- **Enunciado da tarefa**
Retome a notícia sobre as regras de pagamento de precatórios e dê continuidade a ela a partir da última frase apresentada.

Pressão de governantes derruba relator dos precatórios


Do Valor Econômico

18/03/2009 - A pressão de governadores e prefeitos por mudanças nas regras de pagamento de precatórios, previstas na Proposta de Emenda Constitucional (PEC) nº 12 de 2006, em tramitação no Senado, levou à renúncia do relator, Valdir Raupp (PMDB-RO), que será substituído pela senadora Kátia Abreu (DEM-TO). Ontem à noite, após um dia de muitas conversas com senadores e com representantes de Estados e municípios, Raupp afirmou ao Valor que decidiu abrir mão do cargo, atendendo a apelos da própria Kátia e do presidente da Comissão de Constituição e Justiça (CCJ), Demóstenes Torres (DEM-GO). Essa mudança poderá facilitar a mudança de itens da PEC para atender aos interesses dos governos locais, dificultando o pagamento da dívida judicial de Estados e municípios, estimada em cerca de R$ 100 bilhões.

O prefeito de São Paulo, Gilberto Kassab (DEM), encabeça movimento de prefeitos de todo o país para mudar as regras do regime especial de pagamento de precatórios, previstas no texto atual da PEC. As reivindicações estão contempladas em uma emenda assinada por vários senadores, tendo à frente o líder do PSDB, Arthur Virgílio (AM).

Kassab, acompanhado de um grupo de prefeitos, foi ontem ao Senado discutir o assunto. Ele esteve com a nova relatora, Kátia Abreu, com Raupp, e também teve uma audiência com o presidente do Senado, José Sarney (PMDB-AP). "Viemos pedir ao presidente Demóstenes que faça o maior esforço para que o projeto seja votado. Os municípios têm grande interesse. Precisamos ter um desfecho rapidamente, a favor ou contra o que os prefeitos defendem", afirmou Gilberto Kassab.

- **Trechos dos registros**

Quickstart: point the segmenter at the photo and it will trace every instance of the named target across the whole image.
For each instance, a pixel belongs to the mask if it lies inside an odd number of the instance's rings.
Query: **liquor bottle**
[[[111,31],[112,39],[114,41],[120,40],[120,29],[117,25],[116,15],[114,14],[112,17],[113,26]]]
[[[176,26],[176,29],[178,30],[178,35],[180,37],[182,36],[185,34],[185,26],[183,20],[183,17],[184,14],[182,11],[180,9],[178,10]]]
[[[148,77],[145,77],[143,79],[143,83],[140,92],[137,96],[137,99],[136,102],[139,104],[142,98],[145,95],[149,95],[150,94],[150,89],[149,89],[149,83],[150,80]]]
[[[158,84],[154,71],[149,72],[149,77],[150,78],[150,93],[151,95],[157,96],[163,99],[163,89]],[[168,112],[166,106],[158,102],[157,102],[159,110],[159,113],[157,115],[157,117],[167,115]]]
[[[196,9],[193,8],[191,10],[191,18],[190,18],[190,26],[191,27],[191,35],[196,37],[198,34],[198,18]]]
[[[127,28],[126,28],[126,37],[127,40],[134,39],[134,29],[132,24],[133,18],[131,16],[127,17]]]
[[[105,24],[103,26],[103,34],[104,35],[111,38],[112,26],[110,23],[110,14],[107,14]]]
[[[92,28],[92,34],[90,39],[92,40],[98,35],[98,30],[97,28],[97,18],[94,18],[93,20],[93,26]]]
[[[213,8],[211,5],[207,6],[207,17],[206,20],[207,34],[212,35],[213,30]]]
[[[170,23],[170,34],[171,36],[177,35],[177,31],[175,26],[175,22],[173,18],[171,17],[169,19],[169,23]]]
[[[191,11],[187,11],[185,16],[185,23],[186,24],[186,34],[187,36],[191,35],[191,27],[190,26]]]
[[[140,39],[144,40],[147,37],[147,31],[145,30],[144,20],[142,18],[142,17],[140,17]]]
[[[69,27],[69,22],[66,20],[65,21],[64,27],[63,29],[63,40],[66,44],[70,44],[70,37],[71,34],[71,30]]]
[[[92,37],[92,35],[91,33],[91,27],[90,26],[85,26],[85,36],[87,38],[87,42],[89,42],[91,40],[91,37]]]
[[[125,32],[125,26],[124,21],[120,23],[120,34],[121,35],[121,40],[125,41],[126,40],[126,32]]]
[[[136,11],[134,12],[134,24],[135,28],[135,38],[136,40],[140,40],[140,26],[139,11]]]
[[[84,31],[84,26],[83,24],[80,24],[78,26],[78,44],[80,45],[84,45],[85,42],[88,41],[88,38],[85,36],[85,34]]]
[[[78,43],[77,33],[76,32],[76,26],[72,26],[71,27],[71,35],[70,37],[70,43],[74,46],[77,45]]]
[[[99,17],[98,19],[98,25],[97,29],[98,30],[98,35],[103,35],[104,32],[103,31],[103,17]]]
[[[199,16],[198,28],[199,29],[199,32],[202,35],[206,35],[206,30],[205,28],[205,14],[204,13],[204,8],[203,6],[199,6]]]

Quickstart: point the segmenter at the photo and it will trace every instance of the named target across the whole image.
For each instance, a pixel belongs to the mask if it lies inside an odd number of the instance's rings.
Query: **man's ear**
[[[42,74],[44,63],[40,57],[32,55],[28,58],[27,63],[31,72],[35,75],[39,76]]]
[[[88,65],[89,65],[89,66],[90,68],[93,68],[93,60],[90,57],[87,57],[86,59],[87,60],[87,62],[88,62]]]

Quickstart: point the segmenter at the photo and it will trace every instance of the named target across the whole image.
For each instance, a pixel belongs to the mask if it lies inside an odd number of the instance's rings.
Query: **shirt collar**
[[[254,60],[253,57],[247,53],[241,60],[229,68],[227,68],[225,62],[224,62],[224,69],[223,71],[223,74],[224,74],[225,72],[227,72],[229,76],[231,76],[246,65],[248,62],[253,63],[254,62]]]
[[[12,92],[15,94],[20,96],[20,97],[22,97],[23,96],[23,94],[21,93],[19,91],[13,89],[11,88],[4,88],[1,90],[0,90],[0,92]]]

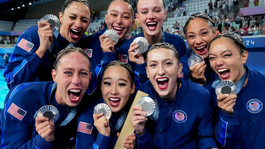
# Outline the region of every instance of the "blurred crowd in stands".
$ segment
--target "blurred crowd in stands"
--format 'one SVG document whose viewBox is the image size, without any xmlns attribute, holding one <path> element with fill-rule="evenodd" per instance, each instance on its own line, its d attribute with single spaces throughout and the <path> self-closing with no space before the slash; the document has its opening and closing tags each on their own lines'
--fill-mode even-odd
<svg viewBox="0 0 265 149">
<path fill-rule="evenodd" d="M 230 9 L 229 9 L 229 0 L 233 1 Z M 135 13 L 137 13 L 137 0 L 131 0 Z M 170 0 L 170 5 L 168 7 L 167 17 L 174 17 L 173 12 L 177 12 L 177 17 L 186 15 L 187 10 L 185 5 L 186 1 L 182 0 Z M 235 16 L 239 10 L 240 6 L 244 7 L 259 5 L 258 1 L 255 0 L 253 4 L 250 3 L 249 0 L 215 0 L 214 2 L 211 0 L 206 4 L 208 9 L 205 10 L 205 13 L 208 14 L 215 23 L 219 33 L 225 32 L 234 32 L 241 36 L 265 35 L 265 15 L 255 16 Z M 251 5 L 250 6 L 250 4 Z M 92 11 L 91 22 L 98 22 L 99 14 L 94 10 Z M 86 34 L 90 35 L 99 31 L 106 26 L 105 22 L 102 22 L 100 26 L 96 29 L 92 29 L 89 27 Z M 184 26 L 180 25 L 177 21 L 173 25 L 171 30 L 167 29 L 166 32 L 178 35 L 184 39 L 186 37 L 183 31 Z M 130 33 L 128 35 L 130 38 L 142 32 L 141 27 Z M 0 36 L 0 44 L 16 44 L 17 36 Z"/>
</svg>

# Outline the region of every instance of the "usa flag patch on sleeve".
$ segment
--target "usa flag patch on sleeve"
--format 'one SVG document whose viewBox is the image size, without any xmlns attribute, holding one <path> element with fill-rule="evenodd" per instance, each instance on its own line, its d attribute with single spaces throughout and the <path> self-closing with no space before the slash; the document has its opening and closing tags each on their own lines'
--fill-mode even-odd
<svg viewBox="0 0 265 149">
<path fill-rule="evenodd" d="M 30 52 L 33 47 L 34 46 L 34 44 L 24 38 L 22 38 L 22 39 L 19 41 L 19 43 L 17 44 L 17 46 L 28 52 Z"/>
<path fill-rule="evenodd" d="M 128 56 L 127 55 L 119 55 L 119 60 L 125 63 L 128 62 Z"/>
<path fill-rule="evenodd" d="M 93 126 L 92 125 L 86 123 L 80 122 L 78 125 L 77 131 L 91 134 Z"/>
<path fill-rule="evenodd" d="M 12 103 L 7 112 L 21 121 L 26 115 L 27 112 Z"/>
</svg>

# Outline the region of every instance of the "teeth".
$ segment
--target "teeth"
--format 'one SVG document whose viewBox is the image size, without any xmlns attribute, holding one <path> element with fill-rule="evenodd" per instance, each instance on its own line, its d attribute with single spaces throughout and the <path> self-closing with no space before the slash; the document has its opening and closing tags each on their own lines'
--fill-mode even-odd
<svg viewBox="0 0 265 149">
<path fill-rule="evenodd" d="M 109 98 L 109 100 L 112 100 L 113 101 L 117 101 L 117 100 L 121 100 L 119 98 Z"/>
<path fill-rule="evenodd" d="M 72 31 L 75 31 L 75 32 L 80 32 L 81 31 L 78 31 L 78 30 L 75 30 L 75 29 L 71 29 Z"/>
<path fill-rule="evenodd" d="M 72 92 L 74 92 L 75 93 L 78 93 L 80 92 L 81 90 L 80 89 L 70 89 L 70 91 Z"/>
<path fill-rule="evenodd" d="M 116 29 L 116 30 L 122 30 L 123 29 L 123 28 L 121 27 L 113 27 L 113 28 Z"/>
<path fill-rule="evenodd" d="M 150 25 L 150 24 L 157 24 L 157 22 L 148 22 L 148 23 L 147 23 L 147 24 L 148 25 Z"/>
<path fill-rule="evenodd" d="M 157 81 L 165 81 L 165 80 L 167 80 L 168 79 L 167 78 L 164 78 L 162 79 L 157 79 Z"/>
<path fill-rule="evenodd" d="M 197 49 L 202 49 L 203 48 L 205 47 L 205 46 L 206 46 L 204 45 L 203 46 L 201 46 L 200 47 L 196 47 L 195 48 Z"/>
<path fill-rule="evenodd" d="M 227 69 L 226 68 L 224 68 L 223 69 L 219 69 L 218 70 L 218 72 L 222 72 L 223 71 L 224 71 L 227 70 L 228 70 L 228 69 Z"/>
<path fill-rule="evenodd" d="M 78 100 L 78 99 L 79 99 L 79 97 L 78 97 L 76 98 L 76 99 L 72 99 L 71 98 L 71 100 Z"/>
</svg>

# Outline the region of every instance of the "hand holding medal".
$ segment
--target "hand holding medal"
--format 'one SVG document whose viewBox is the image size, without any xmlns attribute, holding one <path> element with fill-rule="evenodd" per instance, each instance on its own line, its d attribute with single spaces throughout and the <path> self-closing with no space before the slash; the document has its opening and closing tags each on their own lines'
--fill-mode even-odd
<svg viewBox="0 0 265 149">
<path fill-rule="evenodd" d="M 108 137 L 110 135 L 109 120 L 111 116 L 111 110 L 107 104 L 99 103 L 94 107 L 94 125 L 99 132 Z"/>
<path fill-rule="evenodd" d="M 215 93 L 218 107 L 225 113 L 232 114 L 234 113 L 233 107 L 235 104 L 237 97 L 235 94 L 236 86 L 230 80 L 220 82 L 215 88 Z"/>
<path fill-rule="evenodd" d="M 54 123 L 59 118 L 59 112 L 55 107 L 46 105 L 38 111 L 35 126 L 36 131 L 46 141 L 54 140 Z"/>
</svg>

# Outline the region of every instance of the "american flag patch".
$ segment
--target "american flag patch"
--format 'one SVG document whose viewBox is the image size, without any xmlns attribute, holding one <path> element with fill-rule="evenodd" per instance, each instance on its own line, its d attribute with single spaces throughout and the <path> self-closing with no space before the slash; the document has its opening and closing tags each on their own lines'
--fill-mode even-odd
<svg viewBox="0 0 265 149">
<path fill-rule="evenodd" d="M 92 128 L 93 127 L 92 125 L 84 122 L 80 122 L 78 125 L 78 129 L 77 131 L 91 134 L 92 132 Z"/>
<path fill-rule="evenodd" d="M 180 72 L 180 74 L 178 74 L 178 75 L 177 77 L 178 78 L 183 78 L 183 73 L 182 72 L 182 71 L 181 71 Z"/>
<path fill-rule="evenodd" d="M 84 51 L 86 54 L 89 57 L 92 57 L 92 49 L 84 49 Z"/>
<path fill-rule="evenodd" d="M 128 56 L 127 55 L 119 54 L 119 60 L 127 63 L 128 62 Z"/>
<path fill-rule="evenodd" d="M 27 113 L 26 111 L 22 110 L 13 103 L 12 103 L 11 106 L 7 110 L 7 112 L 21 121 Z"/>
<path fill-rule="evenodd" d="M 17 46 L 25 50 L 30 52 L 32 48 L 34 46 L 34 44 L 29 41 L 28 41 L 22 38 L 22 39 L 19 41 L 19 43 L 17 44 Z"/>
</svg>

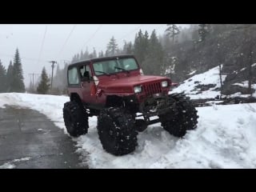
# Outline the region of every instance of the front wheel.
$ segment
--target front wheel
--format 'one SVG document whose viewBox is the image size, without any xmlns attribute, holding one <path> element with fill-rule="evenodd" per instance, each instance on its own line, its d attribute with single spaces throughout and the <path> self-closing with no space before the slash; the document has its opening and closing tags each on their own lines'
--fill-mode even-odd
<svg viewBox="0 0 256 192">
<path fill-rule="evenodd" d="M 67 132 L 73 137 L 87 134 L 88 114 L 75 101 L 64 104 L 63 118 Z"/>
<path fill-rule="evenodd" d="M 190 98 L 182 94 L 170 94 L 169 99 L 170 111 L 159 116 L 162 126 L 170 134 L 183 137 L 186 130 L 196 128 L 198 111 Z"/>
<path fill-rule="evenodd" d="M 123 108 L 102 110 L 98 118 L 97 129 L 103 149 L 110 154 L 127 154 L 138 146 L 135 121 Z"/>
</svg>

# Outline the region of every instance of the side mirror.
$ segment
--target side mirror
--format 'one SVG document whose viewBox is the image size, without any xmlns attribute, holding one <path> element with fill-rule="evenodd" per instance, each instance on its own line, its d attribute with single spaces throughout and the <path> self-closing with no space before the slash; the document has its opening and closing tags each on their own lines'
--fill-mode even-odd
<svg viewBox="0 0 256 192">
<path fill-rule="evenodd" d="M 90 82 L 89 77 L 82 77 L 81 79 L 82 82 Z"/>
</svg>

- **Resultado do exercício**
São Paulo tem uma dívida em precatórios de R$ 11,5 bilhões. Segundo a assessoria do prefeito, se o parecer de Raupp à PEC for aprovado, a projeção é que haja um deságio de 60%, caindo para R$ 5 bilhões. Pelas regras previstas no texto atual, eles seriam pagos em 18 anos. "Esse valor de R$ 5 bilhões é um número significativo, até porque, quando não tem folga orçamentária, a qualquer momento um sequestro dos recursos da prefeitura pode interromper o gerenciamento do orçamento", disse Kassab. Ele defende que os municípios fiquem livres do risco de sequestro, em caso de não cumprimento do pagamento de precatórios.

O presidente da Frente Nacional de Prefeitos, João Paulo, ex-prefeito de Recife (PT), participou da reunião com Kátia Abreu. Ele admite que o parecer de Raupp não atende aos prefeitos. "Defendemos que seja estipulado um percentual da receita líquida, que varia entre 0,6 a 1%", disse. Segundo ele, os municípios estão vivendo uma situação muito difícil, especialmente com a crise econômica. "Há uma queda na arrecadação e, ainda por cima, tem os sequestros dos recursos das prefeituras", afirmou João Paulo.

A principal alteração proposta pelo substitutivo de Arthur Virgílio é a redução do comprometimento financeiro dos Estados e municípios com o pagamento de precatórios. Na versão atual, proposta por Valdir Raupp, o poder público precisa destinar de 0,6% a 1,5% da sua receita com o pagamento dos precatórios, no caso de prefeituras, e até 2%, no caso de Estados. Mas o percentual é progressivo, dependendo da proporção do endividamento de cada um. O substitutivo defendido pelo DEM eleva a tolerância do projeto, o que deve deixar alguns governos em faixas mais brandas de vinculação. Uma dívida de precatórios equivalente a até 20% da receita líquida leva uma prefeitura a ficar na faixa de 1% de vinculação e um Estado na faixa de 1,5%, no texto atual. Pelo novo substitutivo, a proporção passa para 35% da receita líquida. O projeto também aumenta de 50% para 60% o volume de receitas que serão destinados a um sistema de leilões públicos pelo qual o governo compra de volta os precatórios vencidos com desconto - e assim reduz mais rapidamente o estoque de dívida.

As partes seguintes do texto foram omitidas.